Dans le numéro de juillet-août d’Église de Liège, Dominique Servais, adjoint au Vicariat Évangile & Vie, livre une puissante réflexion sur le problème de la mendicité en ville.
La décision d’emprisonner douze heures dès la troisième récidive à la législation anti-mendicité est une décision qui interpelle, questionne ou… réjouit. Extraits de l’opinion de Dominique Servais sur ce récurent sujet de société.
« Le fait d’organiser la mendicité posait déjà question, mais la dernière décision en la matière nous amène à nous demander ce qui a bien pu pousser les autorités liégeoises à une telle extrémité. Les mendiants à Liège sont-ils devenus si nombreux ? Représentent-ils un réel danger ? Génèrent-ils un si grand sentiment d’insécurité? » Ce qu’évoque Dominique Servais, c’est d’abord cette idée lancée par l’ancien bourgmestre de Liège, Jean-Maurice Dehousse, en juillet 1999. Il parlait alors d’une « mobilité organisée » des SDF: à chaque jour son quartier et pas de « travail » le week-end. Pas d’interdiction, mais une organisation de la pratique. Aujourd’hui, Willy Demeyer institue une nouvelle politique en matière de régulation de cette activité hautement criminelle, à savoir un emprisonnement de douze heures pour les récidivistes. Selon le bourgmestre de Liège, ces personnes « agacent fortement la population » et perturbent l’essor économique de la ville.
Réalités multiples
Dominique Servais poursuit sa réflexion: « L’agacement que nous ressentons provient-il de la présence de ces personnes ou de notre malaise face à leur vie, à leur demande? Mélange de peur, de malaise et d’impuissance devant une situation de détresse, le remède réside-t-il dans le rejet de la personne en situation de précarité? Evidemment, non! »
· · · ·
• **OBJECTIF A**: Relevez chaque personne nommée dans le document source, avec la fonction qu'il lui attribue.
· · · ·
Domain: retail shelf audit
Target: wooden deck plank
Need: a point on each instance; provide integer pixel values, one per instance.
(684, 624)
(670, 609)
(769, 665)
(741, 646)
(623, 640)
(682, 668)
· · · ·
• **OBJECTIF B**: Disposez en liste numérotée toutes les lignes des rangées ci-dessus, en omettant les lignes vides.

• **SOLUTION RÉDIGÉE A**:
- Dominique Servais : adjoint au Vicariat Évangile & Vie
- Jean-Maurice Dehousse : ancien bourgmestre de Liège
- Willy Demeyer : bourgmestre de Liège

• **SOLUTION RÉDIGÉE B**:
1. Domain: retail shelf audit
2. Target: wooden deck plank
3. Need: a point on each instance; provide integer pixel values, one per instance.
4. (684, 624)
5. (670, 609)
6. (769, 665)
7. (741, 646)
8. (623, 640)
9. (682, 668)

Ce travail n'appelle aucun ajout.